- _Exercise details_
Nothing but the lines from the start of the records below through the line that has "point(172, 226)" should appear, each exactly as given.

- _Source material_
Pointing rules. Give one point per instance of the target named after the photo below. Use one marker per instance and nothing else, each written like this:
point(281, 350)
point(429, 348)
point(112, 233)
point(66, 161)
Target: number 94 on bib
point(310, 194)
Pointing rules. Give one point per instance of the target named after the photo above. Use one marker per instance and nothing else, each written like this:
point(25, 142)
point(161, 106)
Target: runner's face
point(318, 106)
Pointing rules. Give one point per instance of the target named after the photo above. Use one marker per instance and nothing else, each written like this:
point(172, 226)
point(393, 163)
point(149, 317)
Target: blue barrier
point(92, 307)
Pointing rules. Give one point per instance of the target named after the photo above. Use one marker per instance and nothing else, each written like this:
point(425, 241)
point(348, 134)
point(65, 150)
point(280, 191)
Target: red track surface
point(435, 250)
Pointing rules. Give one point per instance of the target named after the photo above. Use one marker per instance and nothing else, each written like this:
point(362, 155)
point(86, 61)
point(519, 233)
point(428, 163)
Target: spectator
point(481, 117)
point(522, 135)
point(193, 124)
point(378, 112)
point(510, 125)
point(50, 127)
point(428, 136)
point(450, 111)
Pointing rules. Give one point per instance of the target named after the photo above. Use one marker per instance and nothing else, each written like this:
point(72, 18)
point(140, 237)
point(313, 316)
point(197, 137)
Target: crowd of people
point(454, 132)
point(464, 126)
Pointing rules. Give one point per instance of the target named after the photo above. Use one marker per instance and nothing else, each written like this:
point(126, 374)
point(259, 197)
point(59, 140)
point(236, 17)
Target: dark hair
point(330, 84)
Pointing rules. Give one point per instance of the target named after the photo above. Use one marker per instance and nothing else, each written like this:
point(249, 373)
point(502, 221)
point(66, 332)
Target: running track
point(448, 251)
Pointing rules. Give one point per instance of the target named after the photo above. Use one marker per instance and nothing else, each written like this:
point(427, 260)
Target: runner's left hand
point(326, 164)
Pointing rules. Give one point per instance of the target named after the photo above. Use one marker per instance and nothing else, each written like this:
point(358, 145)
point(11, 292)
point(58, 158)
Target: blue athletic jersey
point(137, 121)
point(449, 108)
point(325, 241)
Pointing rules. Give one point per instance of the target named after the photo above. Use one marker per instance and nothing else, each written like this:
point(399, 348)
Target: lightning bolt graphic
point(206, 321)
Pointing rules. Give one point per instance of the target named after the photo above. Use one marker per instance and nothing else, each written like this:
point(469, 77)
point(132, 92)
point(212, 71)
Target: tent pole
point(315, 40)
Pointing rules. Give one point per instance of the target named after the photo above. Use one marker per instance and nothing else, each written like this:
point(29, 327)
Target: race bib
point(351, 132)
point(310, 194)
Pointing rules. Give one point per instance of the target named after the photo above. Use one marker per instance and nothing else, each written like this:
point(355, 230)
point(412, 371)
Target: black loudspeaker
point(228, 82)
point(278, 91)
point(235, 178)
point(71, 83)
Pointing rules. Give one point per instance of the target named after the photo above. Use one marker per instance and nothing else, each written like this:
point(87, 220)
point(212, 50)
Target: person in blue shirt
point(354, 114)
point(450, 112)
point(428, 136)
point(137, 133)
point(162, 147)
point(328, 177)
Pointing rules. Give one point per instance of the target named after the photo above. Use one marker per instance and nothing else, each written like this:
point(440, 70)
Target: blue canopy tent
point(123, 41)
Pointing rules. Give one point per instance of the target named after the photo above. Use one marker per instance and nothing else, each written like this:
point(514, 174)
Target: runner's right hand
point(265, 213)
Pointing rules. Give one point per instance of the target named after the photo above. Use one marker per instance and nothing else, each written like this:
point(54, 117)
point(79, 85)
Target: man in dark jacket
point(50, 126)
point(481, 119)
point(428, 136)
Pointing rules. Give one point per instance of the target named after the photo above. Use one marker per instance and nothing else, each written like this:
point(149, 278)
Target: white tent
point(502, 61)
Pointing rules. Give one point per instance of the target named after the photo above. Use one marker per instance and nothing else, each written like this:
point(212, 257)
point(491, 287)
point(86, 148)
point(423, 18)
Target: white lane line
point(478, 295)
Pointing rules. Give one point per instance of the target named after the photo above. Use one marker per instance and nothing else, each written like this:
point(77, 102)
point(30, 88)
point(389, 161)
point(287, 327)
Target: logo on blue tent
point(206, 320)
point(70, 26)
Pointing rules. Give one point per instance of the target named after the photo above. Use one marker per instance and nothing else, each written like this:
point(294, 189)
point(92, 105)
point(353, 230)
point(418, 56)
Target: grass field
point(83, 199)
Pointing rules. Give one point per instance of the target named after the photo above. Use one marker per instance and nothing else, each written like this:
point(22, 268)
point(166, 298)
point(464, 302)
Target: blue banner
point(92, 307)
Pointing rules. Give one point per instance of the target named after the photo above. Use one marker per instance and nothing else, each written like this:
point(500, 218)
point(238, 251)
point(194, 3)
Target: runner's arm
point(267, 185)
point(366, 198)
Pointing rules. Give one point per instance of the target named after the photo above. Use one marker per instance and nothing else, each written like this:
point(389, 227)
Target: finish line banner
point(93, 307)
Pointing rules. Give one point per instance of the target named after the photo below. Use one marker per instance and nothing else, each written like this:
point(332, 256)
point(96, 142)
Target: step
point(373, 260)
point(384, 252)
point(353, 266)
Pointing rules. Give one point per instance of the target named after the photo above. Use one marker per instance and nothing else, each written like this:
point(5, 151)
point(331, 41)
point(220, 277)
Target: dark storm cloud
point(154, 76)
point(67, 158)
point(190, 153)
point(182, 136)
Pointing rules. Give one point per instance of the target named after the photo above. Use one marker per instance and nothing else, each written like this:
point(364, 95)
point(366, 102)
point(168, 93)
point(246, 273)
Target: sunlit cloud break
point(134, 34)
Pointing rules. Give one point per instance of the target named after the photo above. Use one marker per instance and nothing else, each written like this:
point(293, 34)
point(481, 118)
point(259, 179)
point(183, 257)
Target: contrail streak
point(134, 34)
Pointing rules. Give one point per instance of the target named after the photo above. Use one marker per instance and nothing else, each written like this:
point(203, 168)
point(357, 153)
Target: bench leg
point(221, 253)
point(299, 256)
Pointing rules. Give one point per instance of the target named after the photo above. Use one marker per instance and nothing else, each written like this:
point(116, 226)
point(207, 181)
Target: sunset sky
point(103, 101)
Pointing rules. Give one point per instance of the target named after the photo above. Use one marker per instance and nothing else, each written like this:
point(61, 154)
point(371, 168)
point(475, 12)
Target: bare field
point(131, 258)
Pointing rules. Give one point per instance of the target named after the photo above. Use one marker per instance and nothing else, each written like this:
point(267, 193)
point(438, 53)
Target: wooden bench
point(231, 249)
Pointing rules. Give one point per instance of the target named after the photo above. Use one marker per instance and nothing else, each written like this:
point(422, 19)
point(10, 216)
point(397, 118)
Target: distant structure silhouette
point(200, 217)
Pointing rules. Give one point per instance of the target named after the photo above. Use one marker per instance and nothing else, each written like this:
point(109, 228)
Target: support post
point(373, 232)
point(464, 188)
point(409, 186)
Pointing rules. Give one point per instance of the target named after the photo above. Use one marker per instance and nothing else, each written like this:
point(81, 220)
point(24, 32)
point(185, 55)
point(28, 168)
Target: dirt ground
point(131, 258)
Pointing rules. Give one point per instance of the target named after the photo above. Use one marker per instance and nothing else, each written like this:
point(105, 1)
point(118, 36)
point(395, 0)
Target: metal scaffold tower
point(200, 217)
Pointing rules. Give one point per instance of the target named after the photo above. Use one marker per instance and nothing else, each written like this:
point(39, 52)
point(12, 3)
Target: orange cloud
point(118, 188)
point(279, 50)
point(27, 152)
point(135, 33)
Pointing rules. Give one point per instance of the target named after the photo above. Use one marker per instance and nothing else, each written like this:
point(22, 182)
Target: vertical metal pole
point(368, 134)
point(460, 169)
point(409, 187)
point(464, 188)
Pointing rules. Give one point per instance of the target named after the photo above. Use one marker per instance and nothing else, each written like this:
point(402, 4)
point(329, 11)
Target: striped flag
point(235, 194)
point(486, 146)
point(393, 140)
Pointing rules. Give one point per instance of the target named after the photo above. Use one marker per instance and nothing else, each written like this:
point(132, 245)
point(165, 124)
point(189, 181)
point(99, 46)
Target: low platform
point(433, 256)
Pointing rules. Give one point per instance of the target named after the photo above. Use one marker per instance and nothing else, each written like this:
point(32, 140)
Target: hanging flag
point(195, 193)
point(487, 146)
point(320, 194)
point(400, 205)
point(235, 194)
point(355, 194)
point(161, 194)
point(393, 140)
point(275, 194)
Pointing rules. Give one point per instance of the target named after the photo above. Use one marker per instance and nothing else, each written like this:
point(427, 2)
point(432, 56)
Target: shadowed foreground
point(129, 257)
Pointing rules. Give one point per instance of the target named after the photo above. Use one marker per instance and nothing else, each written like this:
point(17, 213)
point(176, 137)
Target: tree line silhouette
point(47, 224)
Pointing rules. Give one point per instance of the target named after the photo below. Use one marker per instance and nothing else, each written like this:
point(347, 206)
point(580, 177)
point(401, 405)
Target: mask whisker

- _Exercise answer_
Pointing rules. Give one point per instance of the target named after the photo below. Use one marker per instance and nothing else, each written like this:
point(281, 350)
point(429, 348)
point(112, 233)
point(66, 161)
Target: number 94 on bib
point(310, 194)
Pointing rules. Give one point per instance of the target named after the photo above. Use one marker per instance and nothing else, each written like this:
point(25, 142)
point(161, 106)
Target: runner's face
point(318, 106)
Pointing rules. Give one point per instance of the target named after the photo above. Use one marker per instance and nothing else, each written like this:
point(172, 226)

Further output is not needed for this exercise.